→ What this task involves:
Each entry has to be given again in its exact wording, and no picture may appear in the result.

→ Excerpts from a dataset:
____________________
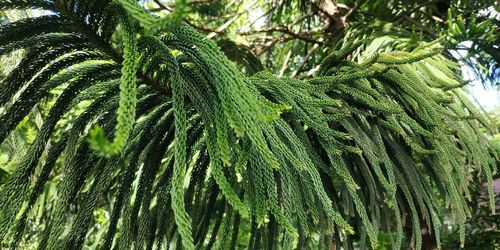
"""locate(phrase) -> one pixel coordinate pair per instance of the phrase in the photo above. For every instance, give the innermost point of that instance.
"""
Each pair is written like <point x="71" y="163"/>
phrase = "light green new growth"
<point x="203" y="155"/>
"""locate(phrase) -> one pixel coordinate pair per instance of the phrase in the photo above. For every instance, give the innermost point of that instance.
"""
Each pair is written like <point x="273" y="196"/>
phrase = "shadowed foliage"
<point x="200" y="152"/>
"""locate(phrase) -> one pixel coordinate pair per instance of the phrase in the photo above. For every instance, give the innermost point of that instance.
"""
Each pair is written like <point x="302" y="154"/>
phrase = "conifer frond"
<point x="201" y="151"/>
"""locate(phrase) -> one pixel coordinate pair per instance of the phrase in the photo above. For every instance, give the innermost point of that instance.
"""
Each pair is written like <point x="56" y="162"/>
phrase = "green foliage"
<point x="202" y="153"/>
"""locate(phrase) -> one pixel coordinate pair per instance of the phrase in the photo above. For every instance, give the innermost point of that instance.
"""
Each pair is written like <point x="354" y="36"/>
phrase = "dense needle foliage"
<point x="193" y="152"/>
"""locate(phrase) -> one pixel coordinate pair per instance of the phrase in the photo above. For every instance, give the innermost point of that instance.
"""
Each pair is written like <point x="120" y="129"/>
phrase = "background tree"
<point x="356" y="145"/>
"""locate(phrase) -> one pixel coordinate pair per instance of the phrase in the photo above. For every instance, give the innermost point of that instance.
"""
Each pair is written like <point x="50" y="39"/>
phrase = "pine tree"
<point x="200" y="152"/>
____________________
→ Answer box:
"""locate(phrase) -> one pixel coordinate pair per instance of the phrase in the photo above. For every instance, give the innermost point of that instance.
"""
Each pair is written like <point x="71" y="163"/>
phrase = "light green new growth"
<point x="203" y="155"/>
"""locate(phrase) -> one pixel coordinate pair per instance of the phrase in the photo above. For every instance, give the innermost point of that instance.
"""
Each pair is written like <point x="273" y="196"/>
phrase = "shadowed foliage"
<point x="200" y="152"/>
"""locate(phrase) -> one pixel coordinate pair per instance of the phrase in the photo above. For every instance, give the innermost point of that instance.
"""
Each pair is written like <point x="302" y="154"/>
phrase = "conifer frond"
<point x="201" y="151"/>
"""locate(phrase) -> one pixel coordinate pair per instance of the phrase in the photo above. For every instance, give the innermost point of that instance.
"""
Each pair is written like <point x="56" y="162"/>
phrase = "green foliage"
<point x="202" y="153"/>
"""locate(phrase) -> one pixel coordinate pair per instance of the phrase in the photo above. For every instance, give the innermost point of that instance.
"""
Each pair is written like <point x="354" y="36"/>
phrase = "dense needle foliage"
<point x="193" y="152"/>
"""locate(phrase) -> one pixel coordinate pair per instance of the phrase in the photo above. For every instance, give the innermost point of that instance.
"""
Each pair is written like <point x="120" y="129"/>
phrase = "background tree"
<point x="356" y="145"/>
"""locate(phrase) -> one pixel coordinate pair per instance of the phrase in the photo above. For every instance, give the innermost point of that instance.
"""
Each pair is written like <point x="50" y="39"/>
phrase = "pine tree"
<point x="200" y="152"/>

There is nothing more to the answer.